** Source text **
__________________________________________________
To make a long story short, my ex and I were dating for the better part of 4 years when she told me that she no longer loved me. There was no other man, and this was about a year a go. We have hooked up a few times afterwards for sex but nothing in the last six months or so.

 

The other night I was locked out of my house and after texting her back and forth I convinced her to let me spend the night at hers. Once in bed for a while she could feel my boner on her, and asked me to put it away lol I told her I could not help it, one thing led to another we had sex.

 

As we were getting into it, she warned me that she would not be talking to me for a long time after this (we have stayed friends after the break up after some time of non communication, and we go to the movies, dinner etc sometimes). I told her that if she was going to stop talking to me that I did not want to have sex, I would rather stay in contact with her. She said whether or not we banged she would still not talk to me so we went ahead and did it.
__________________________________________________
** Objective **
Answer these questions using the story about the ex above.
(a) For how long did the writer and the ex date?
(b) What situation led the writer to spend the night at the ex's place?
(c) What did the ex warn the writer about as they were getting into it?

(Pointing records)
__________________________________________________
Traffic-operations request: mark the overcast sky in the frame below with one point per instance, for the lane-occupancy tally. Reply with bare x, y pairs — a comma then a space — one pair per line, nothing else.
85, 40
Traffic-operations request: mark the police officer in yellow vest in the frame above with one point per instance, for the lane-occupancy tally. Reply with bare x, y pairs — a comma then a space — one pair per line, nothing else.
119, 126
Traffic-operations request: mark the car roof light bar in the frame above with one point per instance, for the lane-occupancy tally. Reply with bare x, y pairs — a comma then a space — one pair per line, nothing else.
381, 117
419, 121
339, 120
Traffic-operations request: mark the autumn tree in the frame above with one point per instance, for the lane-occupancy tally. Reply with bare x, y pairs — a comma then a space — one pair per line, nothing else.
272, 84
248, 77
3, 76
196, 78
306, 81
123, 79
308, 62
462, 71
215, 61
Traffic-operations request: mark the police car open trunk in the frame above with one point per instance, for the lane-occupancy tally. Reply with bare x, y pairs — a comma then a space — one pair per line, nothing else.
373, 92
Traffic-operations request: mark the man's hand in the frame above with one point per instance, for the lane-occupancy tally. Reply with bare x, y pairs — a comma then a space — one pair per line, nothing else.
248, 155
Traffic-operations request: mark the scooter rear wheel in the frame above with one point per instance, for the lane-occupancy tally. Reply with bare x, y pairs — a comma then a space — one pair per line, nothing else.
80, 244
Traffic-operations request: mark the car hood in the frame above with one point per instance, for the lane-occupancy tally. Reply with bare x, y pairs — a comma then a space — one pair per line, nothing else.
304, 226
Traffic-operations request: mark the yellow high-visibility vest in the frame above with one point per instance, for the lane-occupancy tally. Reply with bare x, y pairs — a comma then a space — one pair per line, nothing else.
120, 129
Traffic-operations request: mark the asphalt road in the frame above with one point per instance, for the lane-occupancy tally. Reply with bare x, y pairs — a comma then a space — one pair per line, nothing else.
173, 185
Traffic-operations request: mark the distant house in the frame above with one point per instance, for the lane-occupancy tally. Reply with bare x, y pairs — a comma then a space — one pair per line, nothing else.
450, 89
__________________________________________________
** Exercise result **
(a) For the better part of 4 years.
(b) The writer was locked out of the house.
(c) She would not be talking to the writer for a long time afterward.